*** Block opens ***
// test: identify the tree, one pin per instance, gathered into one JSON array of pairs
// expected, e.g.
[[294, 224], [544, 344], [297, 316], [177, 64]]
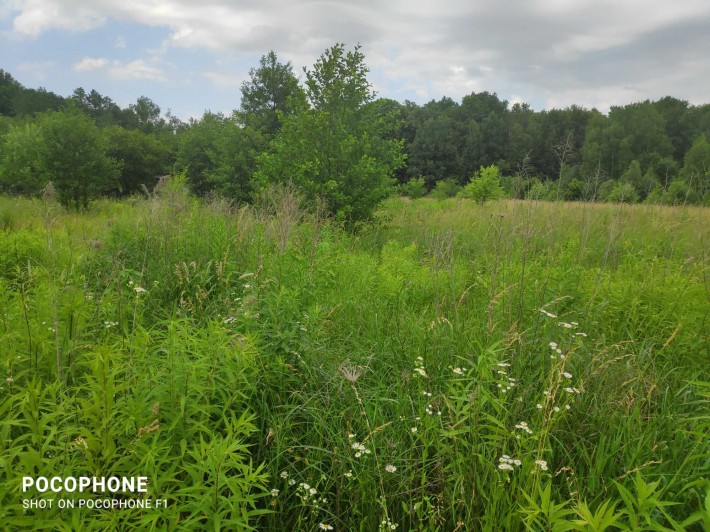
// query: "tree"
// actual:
[[143, 158], [74, 157], [21, 169], [271, 89], [337, 149], [218, 155], [696, 166], [484, 186]]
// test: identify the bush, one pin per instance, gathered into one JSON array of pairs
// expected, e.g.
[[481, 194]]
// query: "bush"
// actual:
[[484, 186], [446, 188], [414, 188]]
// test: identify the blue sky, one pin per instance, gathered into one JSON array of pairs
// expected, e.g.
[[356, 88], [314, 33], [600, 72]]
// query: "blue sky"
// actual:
[[192, 56]]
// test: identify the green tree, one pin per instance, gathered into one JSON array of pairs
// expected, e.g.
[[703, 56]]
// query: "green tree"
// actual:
[[143, 158], [74, 157], [484, 186], [272, 89], [696, 166], [21, 169], [337, 149]]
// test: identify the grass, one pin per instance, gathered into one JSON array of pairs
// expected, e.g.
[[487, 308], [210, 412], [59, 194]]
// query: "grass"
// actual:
[[449, 367]]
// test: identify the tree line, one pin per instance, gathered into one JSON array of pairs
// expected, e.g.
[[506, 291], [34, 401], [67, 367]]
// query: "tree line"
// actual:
[[328, 133]]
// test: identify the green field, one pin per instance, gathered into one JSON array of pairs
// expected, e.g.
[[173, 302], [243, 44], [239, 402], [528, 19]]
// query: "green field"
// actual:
[[450, 366]]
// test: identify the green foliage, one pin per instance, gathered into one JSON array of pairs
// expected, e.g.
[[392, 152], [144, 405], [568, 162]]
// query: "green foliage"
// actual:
[[623, 192], [414, 188], [337, 148], [484, 186], [444, 189], [272, 91], [141, 156]]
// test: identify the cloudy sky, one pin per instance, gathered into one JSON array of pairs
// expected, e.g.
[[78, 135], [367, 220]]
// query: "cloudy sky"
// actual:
[[189, 55]]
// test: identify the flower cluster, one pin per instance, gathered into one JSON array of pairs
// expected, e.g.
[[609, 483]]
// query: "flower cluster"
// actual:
[[506, 463], [419, 368]]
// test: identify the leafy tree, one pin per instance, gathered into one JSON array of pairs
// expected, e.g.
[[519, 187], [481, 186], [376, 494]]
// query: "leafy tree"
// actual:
[[218, 155], [271, 89], [74, 157], [446, 188], [696, 166], [21, 169], [484, 186], [414, 188], [147, 114], [143, 158], [337, 149]]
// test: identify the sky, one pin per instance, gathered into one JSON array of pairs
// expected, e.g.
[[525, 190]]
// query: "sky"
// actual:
[[190, 56]]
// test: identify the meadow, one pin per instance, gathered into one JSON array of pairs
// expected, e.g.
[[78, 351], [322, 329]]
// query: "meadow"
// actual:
[[449, 366]]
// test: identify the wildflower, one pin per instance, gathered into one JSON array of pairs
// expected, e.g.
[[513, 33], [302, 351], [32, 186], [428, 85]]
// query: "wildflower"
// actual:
[[523, 426], [542, 464]]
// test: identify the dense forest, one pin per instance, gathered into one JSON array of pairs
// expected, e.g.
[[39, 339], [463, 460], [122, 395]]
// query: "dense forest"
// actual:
[[329, 133]]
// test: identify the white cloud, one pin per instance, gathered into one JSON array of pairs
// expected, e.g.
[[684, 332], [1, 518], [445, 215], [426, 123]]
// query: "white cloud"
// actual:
[[90, 63], [137, 69], [541, 51]]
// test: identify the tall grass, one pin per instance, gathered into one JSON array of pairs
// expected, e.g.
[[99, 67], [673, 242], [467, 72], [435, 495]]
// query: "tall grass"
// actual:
[[450, 367]]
*** Block closes ***
• **Exercise prompt**
Provide the listing above once more, exactly, with the pictures removed.

• **Answer to the problem**
// test: identify the tree, one pin per instance, gathered into one JSON array of pairs
// expected, e.g.
[[294, 224], [544, 344], [297, 316], [177, 64]]
// query: "tree"
// actual:
[[143, 158], [74, 157], [21, 169], [271, 89], [337, 149], [218, 155], [696, 166], [484, 186]]
// test: identify the bush, one pin per instance, gathered into one JSON array of pairs
// expected, e.g.
[[481, 194]]
// query: "bush"
// actual:
[[484, 186], [446, 188], [414, 188]]
// test: identify the blue sky, one pin per instance, gathered into one JSON array of pairs
// expected, e.g.
[[356, 88], [314, 33], [600, 72]]
// query: "blue sky"
// actual:
[[192, 56]]
// test: identify the green tree, one pin per instance, gathered into one JSON array of pairs
// expected, e.g.
[[703, 56]]
// query: "green tree"
// actual:
[[143, 158], [74, 157], [484, 186], [272, 89], [696, 166], [21, 169], [337, 149]]
// test: identify the grass, one pin per instance, gathered into one JSON array of pairs
// expected, e.g.
[[487, 308], [210, 412], [59, 194]]
// query: "grass"
// actual:
[[449, 367]]
// test: identify the tree line, one pin per instance, gathered into one JSON array of pairs
// expected, e.g.
[[506, 291], [34, 401], [67, 367]]
// query: "tree line"
// actual:
[[328, 133]]
// test: identify the green field, one pin per instance, gathered into one JSON array of pairs
// expected, e.g.
[[173, 302], [243, 44], [239, 402], [528, 19]]
// query: "green field"
// actual:
[[450, 366]]
// test: identify the green foliage, one pin per instance, gathered into one JSON array of pairs
// expected, e.g.
[[392, 152], [144, 405], [568, 162]]
// query: "green foliage"
// actual:
[[623, 192], [414, 188], [337, 148], [484, 186], [444, 189], [272, 91], [141, 156]]
// test: identify the cloudy sky, one pin per instance, gathered into one JSON array of pairs
// expected, e.g.
[[78, 135], [367, 220]]
// query: "cloudy sky"
// actual:
[[189, 55]]
// test: identify the flower cluster, one pin per instance, gathered into one JSON array of pairs
// expected, e.g.
[[609, 483]]
// query: "flower cluster"
// actual:
[[506, 463], [419, 368]]
// test: identify the leafy tree, one pin per instance, gathered into one JSON array of pairs
// expected, e.g.
[[519, 187], [481, 186], [376, 494]]
// query: "leafy tree"
// actual:
[[218, 155], [271, 89], [74, 157], [446, 188], [696, 166], [21, 169], [484, 186], [414, 188], [147, 114], [143, 158], [337, 149]]
// test: identify the sky, one pin per instance, gathered into one JSON array of pairs
// expected, e.g.
[[525, 190]]
// query: "sky"
// actual:
[[190, 56]]
// test: identify the meadow, one pin per instance, gathered into one JSON array of pairs
// expected, e.g.
[[78, 351], [322, 329]]
// query: "meadow"
// actual:
[[449, 366]]
// test: identify the wildflower, one pin per instance, gathered into one JSON array of pairs
// expected, e.g.
[[513, 33], [302, 351], [32, 186], [428, 85]]
// query: "wildflower"
// actual:
[[523, 426], [542, 464]]
// test: identify the dense forest, one pin per instance, gathered into one JSON array of pairs
// expected, e.g.
[[39, 339], [463, 460], [122, 395]]
// query: "dense forest"
// actual:
[[329, 133]]
// test: identify the white cloud, one pin per instance, gathered into one JSON array of pairs
// expected, e.g.
[[684, 332], [1, 518], [445, 215], [426, 123]]
// query: "white cloud"
// actual:
[[90, 63], [137, 69], [541, 51]]
// test: identify the tall grass, one pin per instance, gathered into one JSON array of pairs
// expected, e.g.
[[99, 67], [673, 242], [467, 72], [435, 495]]
// query: "tall grass"
// actual:
[[450, 367]]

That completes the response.